» **REQUEST**
Reproduce the listing below exactly, minus its pictures.

___ RAW DATA ___

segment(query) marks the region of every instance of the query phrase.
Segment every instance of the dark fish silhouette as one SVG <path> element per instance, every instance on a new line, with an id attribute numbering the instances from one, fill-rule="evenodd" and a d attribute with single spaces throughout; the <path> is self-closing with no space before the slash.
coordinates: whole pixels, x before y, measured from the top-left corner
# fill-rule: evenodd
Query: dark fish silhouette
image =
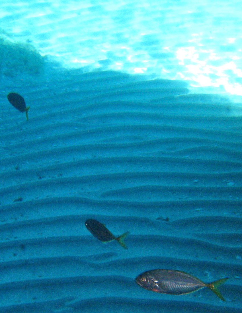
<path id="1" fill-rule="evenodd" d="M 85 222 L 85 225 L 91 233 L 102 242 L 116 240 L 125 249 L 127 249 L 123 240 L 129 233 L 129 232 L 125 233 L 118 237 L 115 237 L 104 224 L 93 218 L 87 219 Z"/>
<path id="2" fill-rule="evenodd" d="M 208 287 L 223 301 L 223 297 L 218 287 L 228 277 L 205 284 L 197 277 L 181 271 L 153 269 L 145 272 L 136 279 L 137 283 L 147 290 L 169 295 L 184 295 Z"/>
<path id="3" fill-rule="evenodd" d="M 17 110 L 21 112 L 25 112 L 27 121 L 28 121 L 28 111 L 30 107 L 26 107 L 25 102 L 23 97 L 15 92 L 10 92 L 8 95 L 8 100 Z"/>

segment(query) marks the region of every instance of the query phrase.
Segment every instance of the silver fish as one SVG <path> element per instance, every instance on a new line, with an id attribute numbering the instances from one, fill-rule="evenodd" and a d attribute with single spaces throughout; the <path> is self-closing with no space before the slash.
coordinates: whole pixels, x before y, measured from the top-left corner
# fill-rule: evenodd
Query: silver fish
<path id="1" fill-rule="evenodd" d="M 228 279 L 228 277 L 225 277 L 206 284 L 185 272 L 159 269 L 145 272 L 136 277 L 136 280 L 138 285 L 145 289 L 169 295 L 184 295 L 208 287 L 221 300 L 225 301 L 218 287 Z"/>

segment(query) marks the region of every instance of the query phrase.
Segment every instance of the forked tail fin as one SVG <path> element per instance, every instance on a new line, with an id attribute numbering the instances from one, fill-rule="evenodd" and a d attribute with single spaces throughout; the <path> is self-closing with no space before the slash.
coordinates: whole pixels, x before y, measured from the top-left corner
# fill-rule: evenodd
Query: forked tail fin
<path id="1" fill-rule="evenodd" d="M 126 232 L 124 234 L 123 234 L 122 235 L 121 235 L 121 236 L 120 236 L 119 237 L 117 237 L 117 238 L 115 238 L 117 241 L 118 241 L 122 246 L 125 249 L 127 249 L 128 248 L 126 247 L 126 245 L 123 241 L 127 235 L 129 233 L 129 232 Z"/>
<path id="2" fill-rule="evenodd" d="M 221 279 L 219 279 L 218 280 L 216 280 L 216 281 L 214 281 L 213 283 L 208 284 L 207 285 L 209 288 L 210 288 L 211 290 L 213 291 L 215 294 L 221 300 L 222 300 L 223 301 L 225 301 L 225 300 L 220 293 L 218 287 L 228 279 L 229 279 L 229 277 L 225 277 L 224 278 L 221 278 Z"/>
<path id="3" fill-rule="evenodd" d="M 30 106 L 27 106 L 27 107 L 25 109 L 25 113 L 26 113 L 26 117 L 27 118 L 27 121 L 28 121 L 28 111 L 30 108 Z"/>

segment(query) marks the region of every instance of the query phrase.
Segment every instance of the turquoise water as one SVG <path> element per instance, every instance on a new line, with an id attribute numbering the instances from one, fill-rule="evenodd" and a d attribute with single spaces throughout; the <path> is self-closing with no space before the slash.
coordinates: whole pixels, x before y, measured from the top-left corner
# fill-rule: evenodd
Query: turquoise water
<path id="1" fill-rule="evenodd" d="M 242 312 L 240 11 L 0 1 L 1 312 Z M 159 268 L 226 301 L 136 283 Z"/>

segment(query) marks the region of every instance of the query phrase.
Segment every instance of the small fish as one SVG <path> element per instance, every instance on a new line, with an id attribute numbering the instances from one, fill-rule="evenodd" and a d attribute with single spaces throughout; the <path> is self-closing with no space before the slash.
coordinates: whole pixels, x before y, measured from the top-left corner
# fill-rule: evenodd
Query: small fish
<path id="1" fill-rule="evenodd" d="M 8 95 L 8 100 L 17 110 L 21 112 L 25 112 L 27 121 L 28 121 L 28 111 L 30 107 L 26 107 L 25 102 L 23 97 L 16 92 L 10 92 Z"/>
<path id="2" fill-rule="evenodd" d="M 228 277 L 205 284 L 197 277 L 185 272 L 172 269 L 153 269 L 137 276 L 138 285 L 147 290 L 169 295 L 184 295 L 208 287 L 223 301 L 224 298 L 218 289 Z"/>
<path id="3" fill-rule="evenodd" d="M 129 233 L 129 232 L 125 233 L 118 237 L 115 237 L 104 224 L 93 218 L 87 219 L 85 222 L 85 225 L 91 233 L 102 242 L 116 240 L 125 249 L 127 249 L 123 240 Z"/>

___

» **ANSWER**
segment(query) marks the region of every instance of the query phrase.
Segment every instance of the dark fish silhouette as one SVG <path> element per instance, every instance on a new line, with an id attribute numbering the instances from one, fill-rule="evenodd" and a d attribute with single spaces throughout; the <path> is self-closing with no space before the slash.
coordinates: whole pixels, x before y, measured from the top-left corner
# fill-rule: evenodd
Query: dark fish silhouette
image =
<path id="1" fill-rule="evenodd" d="M 85 222 L 85 225 L 91 233 L 102 242 L 116 240 L 125 249 L 127 249 L 123 240 L 129 233 L 129 232 L 125 233 L 118 237 L 115 237 L 104 224 L 93 218 L 87 219 Z"/>
<path id="2" fill-rule="evenodd" d="M 208 287 L 223 301 L 223 297 L 218 287 L 228 277 L 205 284 L 197 277 L 181 271 L 153 269 L 145 272 L 136 279 L 137 283 L 147 290 L 169 295 L 184 295 Z"/>
<path id="3" fill-rule="evenodd" d="M 17 110 L 21 112 L 25 112 L 27 121 L 28 121 L 28 111 L 30 107 L 26 107 L 25 102 L 23 97 L 15 92 L 10 92 L 8 95 L 8 100 Z"/>

segment(query) marks the region of every instance of the query phrase.
Segment every instance of the silver fish as one SVG <path> element per instance, every instance on a new line, with an id attribute numbering the instances from one, fill-rule="evenodd" and a d attribute with single spaces throughout; the <path> is self-closing with no space before the slash.
coordinates: whole pixels, x before y, measured from the top-left corner
# fill-rule: evenodd
Query: silver fish
<path id="1" fill-rule="evenodd" d="M 228 279 L 228 277 L 225 277 L 206 284 L 185 272 L 159 269 L 145 272 L 136 277 L 136 280 L 138 285 L 145 289 L 169 295 L 184 295 L 208 287 L 221 300 L 225 301 L 218 287 Z"/>

segment(query) marks the region of every instance of the query phrase.
Segment every instance of the forked tail fin as one SVG <path> element per instance, every instance on a new line, with an id attribute numbering the instances from one, fill-rule="evenodd" and a d attribute with single spaces throughout; the <path> is self-closing with no space before the slash.
coordinates: whole pixels, x before y, measured from the top-left corner
# fill-rule: evenodd
Query: forked tail fin
<path id="1" fill-rule="evenodd" d="M 126 232 L 124 234 L 123 234 L 122 235 L 121 235 L 121 236 L 120 236 L 119 237 L 117 237 L 117 238 L 115 238 L 117 241 L 118 241 L 122 246 L 125 249 L 127 249 L 128 248 L 126 247 L 126 245 L 123 241 L 127 235 L 129 233 L 129 232 Z"/>
<path id="2" fill-rule="evenodd" d="M 221 279 L 219 279 L 218 280 L 216 280 L 216 281 L 214 281 L 213 283 L 208 284 L 207 285 L 209 288 L 210 288 L 211 290 L 213 291 L 215 294 L 221 300 L 222 300 L 223 301 L 225 301 L 225 300 L 220 293 L 218 287 L 228 279 L 229 279 L 229 277 L 225 277 L 224 278 L 221 278 Z"/>
<path id="3" fill-rule="evenodd" d="M 30 106 L 27 106 L 27 107 L 25 109 L 25 113 L 26 113 L 26 117 L 27 118 L 27 121 L 28 121 L 28 111 L 30 108 Z"/>

segment(query) marks the region of every instance of the query phrase.
Segment every instance of the turquoise water as one SVG <path> element per instance, every instance on a new line, with an id attribute numbering the instances from one, fill-rule="evenodd" and a d attribute with single spaces throughout; the <path> is self-closing with no space before the slash.
coordinates: whole pixels, x before y, measured from the top-left corner
# fill-rule: evenodd
Query: turquoise water
<path id="1" fill-rule="evenodd" d="M 242 312 L 240 11 L 0 1 L 1 312 Z M 159 268 L 226 301 L 136 283 Z"/>

segment(query) marks the region of every instance of the query phrase.
Segment every instance of the small fish as one SVG <path> element per instance, every instance on a new line, with an id attribute numbering the instances from one, fill-rule="evenodd" and a d attribute with single spaces throughout; the <path> is self-closing with no space before the slash.
coordinates: whole pixels, x before y, measured from the top-left corner
# fill-rule: evenodd
Query: small fish
<path id="1" fill-rule="evenodd" d="M 8 95 L 8 100 L 17 110 L 21 112 L 25 112 L 27 121 L 28 121 L 28 111 L 30 107 L 26 107 L 25 102 L 23 97 L 16 92 L 10 92 Z"/>
<path id="2" fill-rule="evenodd" d="M 228 277 L 205 284 L 197 277 L 185 272 L 172 269 L 153 269 L 137 276 L 138 285 L 147 290 L 169 295 L 184 295 L 208 287 L 223 301 L 224 298 L 218 289 Z"/>
<path id="3" fill-rule="evenodd" d="M 129 233 L 129 232 L 125 233 L 118 237 L 115 237 L 104 224 L 93 218 L 87 219 L 85 222 L 85 225 L 91 233 L 102 242 L 116 240 L 125 249 L 127 249 L 123 240 Z"/>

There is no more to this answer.